*PASSAGE GIVEN*

--- BEGIN ---

Merge Two Sorted Lists
Merge two sorted linked lists and return it as a sorted list. The list should be made by splicing together the nodes of the first two lists.
Example 1:
Input: l1 = [1,2,4], l2 = [1,3,4] Output: [1,1,2,3,4,4]
Example 2:
Input: l1 = [], l2 = [] Output: []
Example 3:
Input: l1 = [], l2 = [0] Output: [0]
Constraints:
-
The number of nodes in both lists is in the range
[0, 50]. -
-100 <= Node.val <= 100 -
Both
l1andl2are sorted in non-decreasing order.
Solution:
/**
* Definition for singly-linked list.
* public class ListNode {
* int val;
* ListNode next;
* ListNode() {}
* ListNode(int val) { this.val = val; }
* ListNode(int val, ListNode next) { this.val =
val; this.next = next; }
* }
*/
class Solution {
public ListNode mergeTwoLists(ListNode l1, ListNode l2) {
ListNode temp = new ListNode();
ListNode curr = temp;
while(l1 != null && l2 != null){
if(l1.val <= l2.val){
curr.next = l1;
l1 = l1.next;
}
else{
curr.next = l2;
l2 = l2.next;
}
curr = curr.next;
}
if(l1 != null){
curr.next = l1;
}
if(l2 != null){
curr.next = l2;
}
return temp.next;
}
}
Here, we are going to solve problem by iterating both the list at the same
time.

--- END ---

*COLLECTED DATA*
--- BEGIN ---

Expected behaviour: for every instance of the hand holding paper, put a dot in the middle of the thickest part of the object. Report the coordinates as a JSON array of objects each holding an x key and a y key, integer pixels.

--- END ---

*REQUIRED TASK 1*
According to the page on merging two sorted lists, what range can the number of nodes in both lists fall within?
*REQUIRED TASK 2*
Please continue the explanation on merging two sorted lists from the point where it stops.

*TASK ANSWER 1*
[0, 50]

*TASK ANSWER 2*
1) Initially create a new temp list and also curr list which
points to the temp list.
2) Iterate both the list in while loop equally, (until if any one of the list are not equal to null)
a) If l1 current value is less than or equal to
l2 current value, then make curr list ->
next points to l1 and make l1 points to next of
l1.
b) Else make curr list -> next points to l2 and
make l2 points to next of l2.
c) Update curr list.
3) If any one of the list are not null after all iteration, then update
it in curr list.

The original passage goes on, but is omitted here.